- _How to complete this task_: Using the records below, write out again exactly the lines that begin at the line containing "Exercise. Point out the wooden" and end at the line containing "Exercise. Point out the arugula", and no other lines.

----- Exercise materials

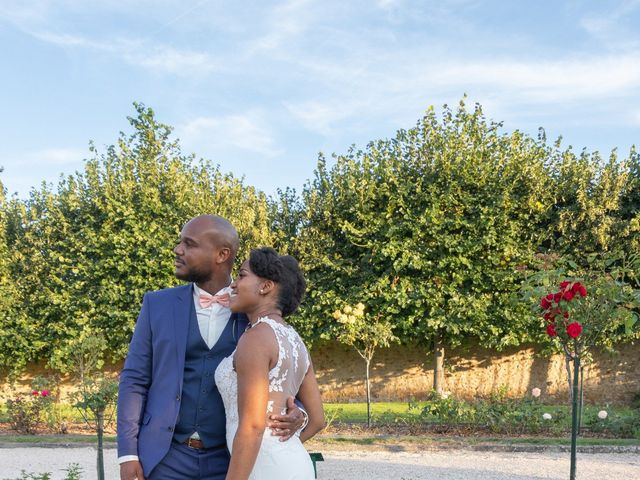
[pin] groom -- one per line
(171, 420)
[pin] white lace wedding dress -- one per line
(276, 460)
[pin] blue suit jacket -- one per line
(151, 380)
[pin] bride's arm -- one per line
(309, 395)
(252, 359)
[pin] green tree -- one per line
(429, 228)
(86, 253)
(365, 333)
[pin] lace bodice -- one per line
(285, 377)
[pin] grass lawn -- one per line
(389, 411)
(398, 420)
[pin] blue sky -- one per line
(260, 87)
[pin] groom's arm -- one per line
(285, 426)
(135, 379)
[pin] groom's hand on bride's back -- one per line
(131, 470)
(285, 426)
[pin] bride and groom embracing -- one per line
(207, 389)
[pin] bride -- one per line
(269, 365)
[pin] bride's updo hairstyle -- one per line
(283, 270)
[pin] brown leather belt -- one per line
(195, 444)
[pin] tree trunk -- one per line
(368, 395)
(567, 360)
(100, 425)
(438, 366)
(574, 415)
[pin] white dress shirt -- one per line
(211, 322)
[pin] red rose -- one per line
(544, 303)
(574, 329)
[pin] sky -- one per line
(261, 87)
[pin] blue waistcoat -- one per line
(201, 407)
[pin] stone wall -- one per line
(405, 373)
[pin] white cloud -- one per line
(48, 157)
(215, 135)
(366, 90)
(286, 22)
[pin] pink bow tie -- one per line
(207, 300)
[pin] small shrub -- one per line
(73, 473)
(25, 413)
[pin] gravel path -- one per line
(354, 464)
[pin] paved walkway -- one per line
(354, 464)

----------
----- Exercise materials

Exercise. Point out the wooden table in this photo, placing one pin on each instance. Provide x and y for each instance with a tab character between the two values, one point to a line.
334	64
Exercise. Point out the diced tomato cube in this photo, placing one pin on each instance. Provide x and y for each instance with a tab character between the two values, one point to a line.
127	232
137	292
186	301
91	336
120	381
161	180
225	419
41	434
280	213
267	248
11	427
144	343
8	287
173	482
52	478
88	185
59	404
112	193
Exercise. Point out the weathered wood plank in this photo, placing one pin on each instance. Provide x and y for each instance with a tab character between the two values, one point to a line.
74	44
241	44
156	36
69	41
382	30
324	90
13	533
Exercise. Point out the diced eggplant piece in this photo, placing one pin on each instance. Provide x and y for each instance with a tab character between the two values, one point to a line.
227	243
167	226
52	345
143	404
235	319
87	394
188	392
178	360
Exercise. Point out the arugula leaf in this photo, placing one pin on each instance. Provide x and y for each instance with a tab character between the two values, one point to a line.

----------

- _Exercise answer_:
Exercise. Point out the wooden table in this photo, placing one pin on each instance. Provide x and y for each instance with a tab character between the two values, one point to a line.
334	64
Exercise. Point out the diced tomato cube in this photo, placing one pin on each instance. Provide x and y for each instance with a tab character between the two values, one point to a line.
127	232
137	292
186	301
91	336
120	381
161	180
225	419
41	434
280	213
267	248
11	427
144	343
8	287
173	482
52	478
88	185
59	404
112	193
Exercise. Point out the weathered wood plank in this photo, placing one pin on each instance. Provide x and y for each instance with a tab character between the two values, one point to a line.
74	44
241	44
156	36
69	41
382	30
324	90
13	533
Exercise. Point out the diced eggplant piece in this photo, placing one pin on each instance. Provide x and y for each instance with a tab character between the two values, one point to a line.
227	243
167	226
52	345
143	404
235	319
87	394
188	392
178	360
Exercise. Point out the arugula leaf in this photo, placing one pin on each instance. Provide x and y for each instance with a tab character between the two values, one point to a line.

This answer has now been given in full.